Please format the records as a numbered list, starting at the beginning and ending with the line that contains "[[514, 194]]". Include that line and leave out any blank lines.

-- Begin RECORDS TO USE --

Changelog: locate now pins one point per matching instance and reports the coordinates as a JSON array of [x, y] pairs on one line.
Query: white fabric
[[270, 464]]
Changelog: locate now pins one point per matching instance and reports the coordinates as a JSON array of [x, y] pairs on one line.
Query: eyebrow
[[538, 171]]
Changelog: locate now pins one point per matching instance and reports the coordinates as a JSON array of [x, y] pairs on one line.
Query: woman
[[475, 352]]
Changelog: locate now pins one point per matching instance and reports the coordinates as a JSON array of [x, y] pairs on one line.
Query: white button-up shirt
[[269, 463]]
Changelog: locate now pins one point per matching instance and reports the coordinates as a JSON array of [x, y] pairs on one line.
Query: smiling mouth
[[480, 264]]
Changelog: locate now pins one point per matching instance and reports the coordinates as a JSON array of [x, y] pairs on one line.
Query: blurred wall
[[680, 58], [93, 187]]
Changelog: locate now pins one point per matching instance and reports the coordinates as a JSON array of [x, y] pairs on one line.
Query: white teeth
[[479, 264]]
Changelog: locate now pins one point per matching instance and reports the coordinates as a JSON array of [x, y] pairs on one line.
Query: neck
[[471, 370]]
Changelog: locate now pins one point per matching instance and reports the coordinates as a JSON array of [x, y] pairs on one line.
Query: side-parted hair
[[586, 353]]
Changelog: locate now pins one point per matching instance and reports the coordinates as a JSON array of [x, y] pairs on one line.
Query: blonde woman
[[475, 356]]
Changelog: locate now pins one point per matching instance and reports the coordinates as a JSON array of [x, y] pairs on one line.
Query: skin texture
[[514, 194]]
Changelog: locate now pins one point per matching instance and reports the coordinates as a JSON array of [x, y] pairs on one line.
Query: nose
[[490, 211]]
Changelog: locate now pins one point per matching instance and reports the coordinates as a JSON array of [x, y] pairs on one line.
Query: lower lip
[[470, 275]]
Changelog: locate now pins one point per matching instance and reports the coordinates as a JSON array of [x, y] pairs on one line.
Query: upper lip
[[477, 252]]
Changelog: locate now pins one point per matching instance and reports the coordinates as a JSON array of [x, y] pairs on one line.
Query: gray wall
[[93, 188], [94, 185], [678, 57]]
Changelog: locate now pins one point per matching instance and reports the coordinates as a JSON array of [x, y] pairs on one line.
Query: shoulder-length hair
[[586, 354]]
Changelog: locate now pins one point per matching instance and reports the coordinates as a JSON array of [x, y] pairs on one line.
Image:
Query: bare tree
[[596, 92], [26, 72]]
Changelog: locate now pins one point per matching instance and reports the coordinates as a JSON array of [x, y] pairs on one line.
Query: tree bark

-- End RECORDS TO USE --

REPLY ▸
1. Changelog: locate now pins one point per matching instance and reports the coordinates as a JSON array of [x, y] pairs on one line.
2. Query: white fabric
3. [[270, 464]]
4. Changelog: locate now pins one point per matching instance and reports the coordinates as a JSON array of [x, y] pairs on one line.
5. Query: eyebrow
6. [[538, 171]]
7. Changelog: locate now pins one point per matching instance and reports the coordinates as a JSON array of [x, y] pairs on one line.
8. Query: woman
9. [[475, 352]]
10. Changelog: locate now pins one point per matching instance and reports the coordinates as a JSON array of [x, y] pairs on one line.
11. Query: white button-up shirt
12. [[269, 463]]
13. Changelog: locate now pins one point per matching instance and reports the coordinates as a JSON array of [x, y] pairs on one line.
14. Query: smiling mouth
15. [[480, 264]]
16. Changelog: locate now pins one point per matching instance and reports the coordinates as a JSON array of [x, y] pairs on one line.
17. Query: blurred wall
18. [[680, 58], [93, 187]]
19. Changelog: locate now pins one point per matching instance and reports the coordinates as a JSON array of [x, y] pairs on one line.
20. Query: white teeth
21. [[479, 264]]
22. Changelog: locate now pins one point per matching instance and reports the coordinates as a JSON array of [x, y] pairs on one line.
23. Query: neck
24. [[471, 370]]
25. Changelog: locate now pins one point per matching instance and reports the coordinates as a JSON array of [x, y] pairs on one line.
26. Query: side-parted hair
27. [[586, 353]]
28. Changelog: locate now pins one point per matching instance and reports the coordinates as a JSON array of [x, y] pairs on one line.
29. Query: blonde woman
30. [[475, 356]]
31. Changelog: locate now pins one point per matching instance and reports the coordinates as a JSON array of [x, y] pairs on one line.
32. Query: skin texture
33. [[514, 194]]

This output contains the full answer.